C’est un signal fort que vient d’adresser le Conseil d’Etat aux défenseurs de l’assistance médicale à la procréation pour toutes. Saisie il y a quelques semaines par le gouvernement dans le cadre de la révision des lois de bioéthique, l’institution a donné un avis juridique favorable à l’extension de la PMA aux femmes célibataires et aux couples lesbiens.
Si les sages ne se sont pas prononcés sur le fond, ils ont, en revanche, exploré de nouvelles formes de filiation si la loi était adoptée. Les membres du Conseil ont estimé également que cette technique devrait être prise en charge par la sécurité sociale même si elle ne répond pas à une demande de nature médicale.
Cette note intervient quelques jours après la publication du rapport de synthèse des états généraux de la bioéthique piloté par le Comité consultatif national d’éthique. Ce dernier doit rendre un avis au gouvernement à l’automne. Les parlementaires devront alors de prononcer sur de nouveaux textes. D’autres avis sont attendus d’ici là alimentant ainsi l’impression de cacophonie qui monte dans le pays.
Intervenant en fin de semaine à un débat organisé à l’occasion des Universités de Pharmaceutiques, le président du comité d’éthique, le Pr Jean-François Delfraisssy, a plaidé en faveur d’une « loi d’ouverture, une loi de confiance ».
« Elle doit porter les valeurs de la France », a ajouté le Pr Israël Nisand, fondateur du Forum européen de la bioéthique. Dénonçant notre modèle qui veut que « tout ce qui n’est pas autorisé est interdit », le gynécologue de Strasbourg a regretté les retards pris par la France dans le domaine de la bioéthique alors qu’elle était citée comme modèle dans le monde. « Le fossé s’est creusé avec les citoyens », a plaidé le spécialiste.
Alors pour éviter « ce grand chambardement », ou cette « déchirure » évoquée par des participants à la table ronde et se mettre au diapason d’une opinion qui évolue plus vite que le législateur, faut-il revoir le principe d’une révision des lois de bioéthique tous les sept ans ? La moindre des choses serait d’abord d’ajuster ce calendrier à celui de l’élection présidentielle, tous les cinq ans, a suggéré Alain-Michel Ceretti, président de France assos santé.
Mais si l’on veut, comme le propose Israël Nisand, mettre « de l’intelligence dans le débat » et « placer le citoyen en avant et pas la loi », cette conjonction de dates ne suffira pas à répondre aux grandes questions de société. De plus, en nous focalisant sur la PMA et sur la fin de vie, on oublie sans doute l’essentiel. « Dans cinq ou dix ans, a estimé le Pr Delfraissy, on se demandera pourquoi y-t-il eu autant de discussions » sur ces sujets. Les neurosciences, le numérique, la génomique, sont, selon lui, les grandes thématiques qui vont bouleverser notre quotidien.
« Sur des sujets prospectifs, il est possible de construire », a résumé le président du Comité d’éthique.
Une telle orientation permettrait de sortir d’un système dans lequel le politique redoute l’explosion d’une bombe qu’il a lui même allumée et au citoyen de ne plus servir d’alibi à la réflexion. Cette révolution, les défis médicaux et sociétaux qui sont en jeu, méritent assurément que l’on s’y penche tous les ans.

________

» **Objectif visé**: Dans l'extrait sur la révision des lois de bioéthique, sur quel calendrier Alain-Michel Ceretti propose-t-il d'ajuster cette révision ?

» **Extraits de données**:
________

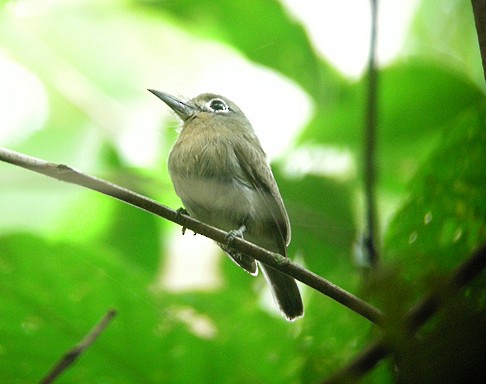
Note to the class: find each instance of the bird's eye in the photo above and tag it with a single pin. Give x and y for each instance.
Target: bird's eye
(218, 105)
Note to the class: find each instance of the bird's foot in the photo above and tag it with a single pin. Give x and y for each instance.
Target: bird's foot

________

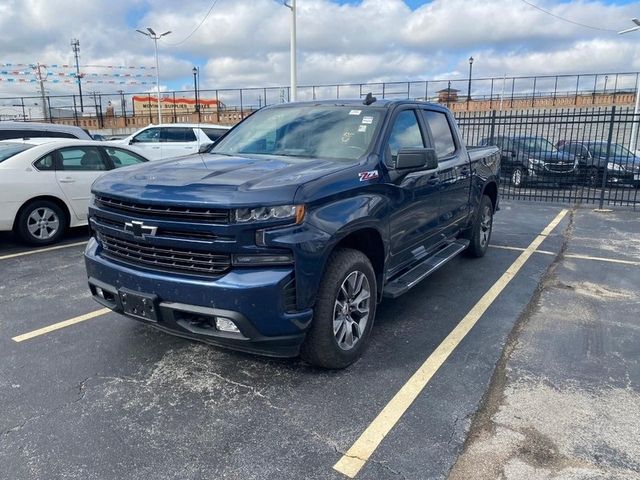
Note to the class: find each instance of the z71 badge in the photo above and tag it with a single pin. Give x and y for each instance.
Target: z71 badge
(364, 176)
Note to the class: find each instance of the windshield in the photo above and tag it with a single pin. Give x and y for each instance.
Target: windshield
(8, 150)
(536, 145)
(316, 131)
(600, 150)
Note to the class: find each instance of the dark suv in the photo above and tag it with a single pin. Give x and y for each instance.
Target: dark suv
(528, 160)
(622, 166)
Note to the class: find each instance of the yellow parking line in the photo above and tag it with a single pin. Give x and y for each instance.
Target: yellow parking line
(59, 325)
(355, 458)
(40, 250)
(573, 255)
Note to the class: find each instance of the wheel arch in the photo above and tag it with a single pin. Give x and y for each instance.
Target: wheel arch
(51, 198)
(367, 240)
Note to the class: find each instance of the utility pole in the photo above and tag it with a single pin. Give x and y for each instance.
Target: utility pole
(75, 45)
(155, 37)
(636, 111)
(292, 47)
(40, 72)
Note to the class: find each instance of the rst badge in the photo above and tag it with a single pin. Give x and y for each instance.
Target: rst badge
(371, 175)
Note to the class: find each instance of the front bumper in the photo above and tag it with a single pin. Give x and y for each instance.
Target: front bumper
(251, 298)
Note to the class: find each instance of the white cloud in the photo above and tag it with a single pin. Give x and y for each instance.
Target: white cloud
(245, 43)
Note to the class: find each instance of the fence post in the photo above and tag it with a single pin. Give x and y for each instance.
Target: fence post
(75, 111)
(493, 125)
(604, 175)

________

» **Résultat attendu**: Sur celui de l'élection présidentielle, tous les cinq ans.